Records
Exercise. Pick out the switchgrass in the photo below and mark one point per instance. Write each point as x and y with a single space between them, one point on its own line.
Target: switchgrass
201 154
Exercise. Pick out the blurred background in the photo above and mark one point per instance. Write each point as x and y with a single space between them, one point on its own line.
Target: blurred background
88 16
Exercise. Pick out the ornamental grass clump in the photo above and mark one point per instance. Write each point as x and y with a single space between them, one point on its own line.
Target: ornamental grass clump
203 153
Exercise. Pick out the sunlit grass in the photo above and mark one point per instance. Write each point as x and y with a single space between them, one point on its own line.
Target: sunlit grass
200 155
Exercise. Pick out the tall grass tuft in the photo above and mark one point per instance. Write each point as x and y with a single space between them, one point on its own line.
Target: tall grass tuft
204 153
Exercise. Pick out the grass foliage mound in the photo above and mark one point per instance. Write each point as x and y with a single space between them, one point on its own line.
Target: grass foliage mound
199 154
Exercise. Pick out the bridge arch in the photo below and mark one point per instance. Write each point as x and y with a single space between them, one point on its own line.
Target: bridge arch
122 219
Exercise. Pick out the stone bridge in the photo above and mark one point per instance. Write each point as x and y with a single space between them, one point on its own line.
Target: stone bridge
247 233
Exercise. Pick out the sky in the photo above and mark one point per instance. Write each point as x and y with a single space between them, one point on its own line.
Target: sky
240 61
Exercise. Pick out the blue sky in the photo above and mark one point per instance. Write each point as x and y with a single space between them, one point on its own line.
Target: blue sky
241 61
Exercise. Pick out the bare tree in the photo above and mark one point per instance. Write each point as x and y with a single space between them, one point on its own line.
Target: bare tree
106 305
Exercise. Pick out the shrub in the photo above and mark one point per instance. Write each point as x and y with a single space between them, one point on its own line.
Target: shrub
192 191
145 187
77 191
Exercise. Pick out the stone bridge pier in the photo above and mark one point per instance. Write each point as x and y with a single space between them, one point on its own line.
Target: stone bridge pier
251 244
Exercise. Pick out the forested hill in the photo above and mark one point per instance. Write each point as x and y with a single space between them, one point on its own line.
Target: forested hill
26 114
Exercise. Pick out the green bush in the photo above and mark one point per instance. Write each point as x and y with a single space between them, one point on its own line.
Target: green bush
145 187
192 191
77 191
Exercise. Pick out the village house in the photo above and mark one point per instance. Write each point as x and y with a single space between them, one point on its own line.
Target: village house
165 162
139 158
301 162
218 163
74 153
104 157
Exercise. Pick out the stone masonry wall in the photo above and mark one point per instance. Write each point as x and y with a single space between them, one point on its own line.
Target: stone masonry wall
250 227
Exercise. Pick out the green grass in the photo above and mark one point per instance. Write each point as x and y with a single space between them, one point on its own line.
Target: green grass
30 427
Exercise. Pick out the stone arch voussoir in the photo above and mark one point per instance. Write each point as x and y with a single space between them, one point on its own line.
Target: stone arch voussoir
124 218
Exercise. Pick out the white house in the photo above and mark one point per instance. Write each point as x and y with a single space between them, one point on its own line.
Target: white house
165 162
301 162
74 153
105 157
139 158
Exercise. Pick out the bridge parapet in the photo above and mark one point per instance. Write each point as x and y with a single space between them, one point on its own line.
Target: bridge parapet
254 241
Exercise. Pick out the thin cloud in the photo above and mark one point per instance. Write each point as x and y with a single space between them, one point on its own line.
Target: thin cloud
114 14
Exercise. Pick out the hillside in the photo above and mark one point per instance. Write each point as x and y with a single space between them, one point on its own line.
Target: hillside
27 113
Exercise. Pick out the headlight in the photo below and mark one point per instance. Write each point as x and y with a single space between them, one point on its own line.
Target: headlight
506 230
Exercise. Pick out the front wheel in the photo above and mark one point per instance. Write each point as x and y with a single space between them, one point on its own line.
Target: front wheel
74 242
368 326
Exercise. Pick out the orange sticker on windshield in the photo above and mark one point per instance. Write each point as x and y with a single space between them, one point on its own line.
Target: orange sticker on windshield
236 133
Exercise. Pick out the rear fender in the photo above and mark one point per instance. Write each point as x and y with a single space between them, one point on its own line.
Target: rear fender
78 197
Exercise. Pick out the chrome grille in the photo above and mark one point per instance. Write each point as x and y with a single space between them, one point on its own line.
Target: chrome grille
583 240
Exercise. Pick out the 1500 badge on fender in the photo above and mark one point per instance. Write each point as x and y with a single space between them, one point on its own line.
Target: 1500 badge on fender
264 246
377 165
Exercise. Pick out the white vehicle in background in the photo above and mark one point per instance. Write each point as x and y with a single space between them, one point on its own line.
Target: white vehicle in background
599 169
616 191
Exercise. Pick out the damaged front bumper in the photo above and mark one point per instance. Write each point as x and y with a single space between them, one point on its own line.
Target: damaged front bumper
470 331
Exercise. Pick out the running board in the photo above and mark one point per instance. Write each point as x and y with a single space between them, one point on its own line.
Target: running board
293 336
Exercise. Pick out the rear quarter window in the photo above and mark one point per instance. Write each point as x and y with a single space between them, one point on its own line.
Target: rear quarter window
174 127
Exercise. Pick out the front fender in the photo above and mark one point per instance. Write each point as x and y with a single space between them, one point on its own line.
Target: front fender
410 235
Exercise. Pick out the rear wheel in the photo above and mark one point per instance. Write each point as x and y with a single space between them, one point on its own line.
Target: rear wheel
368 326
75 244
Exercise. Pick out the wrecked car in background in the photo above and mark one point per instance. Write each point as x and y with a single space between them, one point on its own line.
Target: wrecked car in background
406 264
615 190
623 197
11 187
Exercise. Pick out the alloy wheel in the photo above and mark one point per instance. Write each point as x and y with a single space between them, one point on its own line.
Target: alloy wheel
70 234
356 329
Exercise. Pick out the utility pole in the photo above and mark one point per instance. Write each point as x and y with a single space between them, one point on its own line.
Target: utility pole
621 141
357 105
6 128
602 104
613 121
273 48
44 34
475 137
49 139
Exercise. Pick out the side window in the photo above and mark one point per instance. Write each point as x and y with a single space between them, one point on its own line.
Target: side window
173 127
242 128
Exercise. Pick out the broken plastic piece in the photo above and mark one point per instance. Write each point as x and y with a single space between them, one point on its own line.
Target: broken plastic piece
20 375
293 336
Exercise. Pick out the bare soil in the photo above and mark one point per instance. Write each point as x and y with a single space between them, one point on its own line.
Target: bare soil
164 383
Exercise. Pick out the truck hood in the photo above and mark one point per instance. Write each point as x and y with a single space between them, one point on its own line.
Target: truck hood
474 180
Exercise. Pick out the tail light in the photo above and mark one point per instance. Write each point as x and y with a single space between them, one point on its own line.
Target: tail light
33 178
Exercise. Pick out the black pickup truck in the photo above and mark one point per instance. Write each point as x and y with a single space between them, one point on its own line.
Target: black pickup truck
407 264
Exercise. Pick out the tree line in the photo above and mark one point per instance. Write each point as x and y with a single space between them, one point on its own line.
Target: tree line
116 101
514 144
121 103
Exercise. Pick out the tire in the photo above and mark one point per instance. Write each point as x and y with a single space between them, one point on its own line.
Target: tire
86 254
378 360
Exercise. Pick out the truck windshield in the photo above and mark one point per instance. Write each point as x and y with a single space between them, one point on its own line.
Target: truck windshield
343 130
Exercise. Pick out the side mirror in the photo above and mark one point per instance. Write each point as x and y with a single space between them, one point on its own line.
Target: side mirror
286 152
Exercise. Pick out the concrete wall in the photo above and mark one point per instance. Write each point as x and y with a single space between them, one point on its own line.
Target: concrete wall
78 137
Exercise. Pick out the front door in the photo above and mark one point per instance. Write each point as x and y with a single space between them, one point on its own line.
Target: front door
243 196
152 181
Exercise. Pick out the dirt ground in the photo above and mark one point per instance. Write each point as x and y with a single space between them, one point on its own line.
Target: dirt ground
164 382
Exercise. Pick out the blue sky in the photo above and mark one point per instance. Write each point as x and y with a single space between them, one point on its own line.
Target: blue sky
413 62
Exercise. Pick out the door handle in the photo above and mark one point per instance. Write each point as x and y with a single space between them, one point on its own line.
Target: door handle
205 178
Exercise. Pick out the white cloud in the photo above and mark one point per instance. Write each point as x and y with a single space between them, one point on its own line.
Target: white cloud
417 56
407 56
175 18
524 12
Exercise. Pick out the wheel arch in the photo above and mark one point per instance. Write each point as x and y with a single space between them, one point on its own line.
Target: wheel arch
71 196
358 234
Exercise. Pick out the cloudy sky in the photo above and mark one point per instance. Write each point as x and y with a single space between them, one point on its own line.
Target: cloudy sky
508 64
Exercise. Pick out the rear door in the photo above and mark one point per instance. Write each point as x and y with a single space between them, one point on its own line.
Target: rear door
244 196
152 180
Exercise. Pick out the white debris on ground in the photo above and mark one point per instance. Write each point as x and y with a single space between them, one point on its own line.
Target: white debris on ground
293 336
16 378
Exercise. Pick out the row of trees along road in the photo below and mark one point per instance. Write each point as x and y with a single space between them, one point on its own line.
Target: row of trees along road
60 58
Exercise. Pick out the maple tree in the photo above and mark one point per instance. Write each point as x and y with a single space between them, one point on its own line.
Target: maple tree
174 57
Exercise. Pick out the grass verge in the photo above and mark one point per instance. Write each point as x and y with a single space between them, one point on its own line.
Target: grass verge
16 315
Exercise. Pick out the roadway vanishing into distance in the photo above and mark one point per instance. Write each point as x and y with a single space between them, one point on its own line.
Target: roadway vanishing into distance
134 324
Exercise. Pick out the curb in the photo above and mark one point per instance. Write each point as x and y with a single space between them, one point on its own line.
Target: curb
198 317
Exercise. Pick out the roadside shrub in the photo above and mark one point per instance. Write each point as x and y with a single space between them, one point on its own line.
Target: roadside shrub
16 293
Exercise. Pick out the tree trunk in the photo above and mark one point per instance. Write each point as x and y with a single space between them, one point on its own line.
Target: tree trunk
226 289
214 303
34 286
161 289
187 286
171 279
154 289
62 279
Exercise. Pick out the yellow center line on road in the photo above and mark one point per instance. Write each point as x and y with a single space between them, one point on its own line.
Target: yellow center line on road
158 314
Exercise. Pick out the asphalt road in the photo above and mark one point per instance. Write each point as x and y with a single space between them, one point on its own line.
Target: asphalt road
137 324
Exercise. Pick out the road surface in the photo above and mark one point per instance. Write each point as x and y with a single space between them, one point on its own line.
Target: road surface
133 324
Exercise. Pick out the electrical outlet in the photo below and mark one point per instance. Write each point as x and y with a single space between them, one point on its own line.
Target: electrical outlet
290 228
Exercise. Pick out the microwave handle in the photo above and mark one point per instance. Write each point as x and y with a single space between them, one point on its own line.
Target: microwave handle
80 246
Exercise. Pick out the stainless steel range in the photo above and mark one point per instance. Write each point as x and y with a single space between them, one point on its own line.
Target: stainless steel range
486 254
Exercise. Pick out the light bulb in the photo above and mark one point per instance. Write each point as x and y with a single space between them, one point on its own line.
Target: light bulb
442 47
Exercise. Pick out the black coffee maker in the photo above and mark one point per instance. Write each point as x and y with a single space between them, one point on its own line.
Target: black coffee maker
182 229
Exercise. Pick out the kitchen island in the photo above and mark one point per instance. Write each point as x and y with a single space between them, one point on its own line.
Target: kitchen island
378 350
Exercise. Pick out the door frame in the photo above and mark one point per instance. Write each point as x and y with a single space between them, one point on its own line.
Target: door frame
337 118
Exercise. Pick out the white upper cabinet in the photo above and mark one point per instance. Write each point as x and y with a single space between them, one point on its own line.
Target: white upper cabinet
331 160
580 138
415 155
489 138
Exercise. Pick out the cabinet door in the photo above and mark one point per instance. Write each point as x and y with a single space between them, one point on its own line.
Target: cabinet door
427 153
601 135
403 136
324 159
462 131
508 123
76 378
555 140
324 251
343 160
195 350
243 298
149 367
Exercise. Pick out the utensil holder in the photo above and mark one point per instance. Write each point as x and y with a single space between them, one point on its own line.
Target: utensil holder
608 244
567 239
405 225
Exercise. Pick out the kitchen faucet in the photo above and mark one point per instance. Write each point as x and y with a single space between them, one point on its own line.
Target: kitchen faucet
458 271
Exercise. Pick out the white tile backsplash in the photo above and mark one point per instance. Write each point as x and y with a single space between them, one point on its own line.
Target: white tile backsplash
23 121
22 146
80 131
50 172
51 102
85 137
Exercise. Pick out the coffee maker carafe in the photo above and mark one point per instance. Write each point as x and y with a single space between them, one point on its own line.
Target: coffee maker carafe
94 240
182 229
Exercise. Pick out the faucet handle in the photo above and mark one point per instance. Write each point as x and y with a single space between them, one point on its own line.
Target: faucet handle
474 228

Assigned task
Could you write out, exactly as they stand, only the lines above that begin at the line with "Exercise. Pick out the green bush" and stop after the line with "Exercise. Pick out the village"?

Finished exercise
Exercise. Pick out the green bush in the photo above and mark one point per instance. Write each point as x and y with a single space between them, one point on its own line.
Target: green bush
145 187
192 191
77 191
Exercise. Pick out the village house in the photo above and mark one point per instance. Write each point as x and y with a single space between them, one point on its own line.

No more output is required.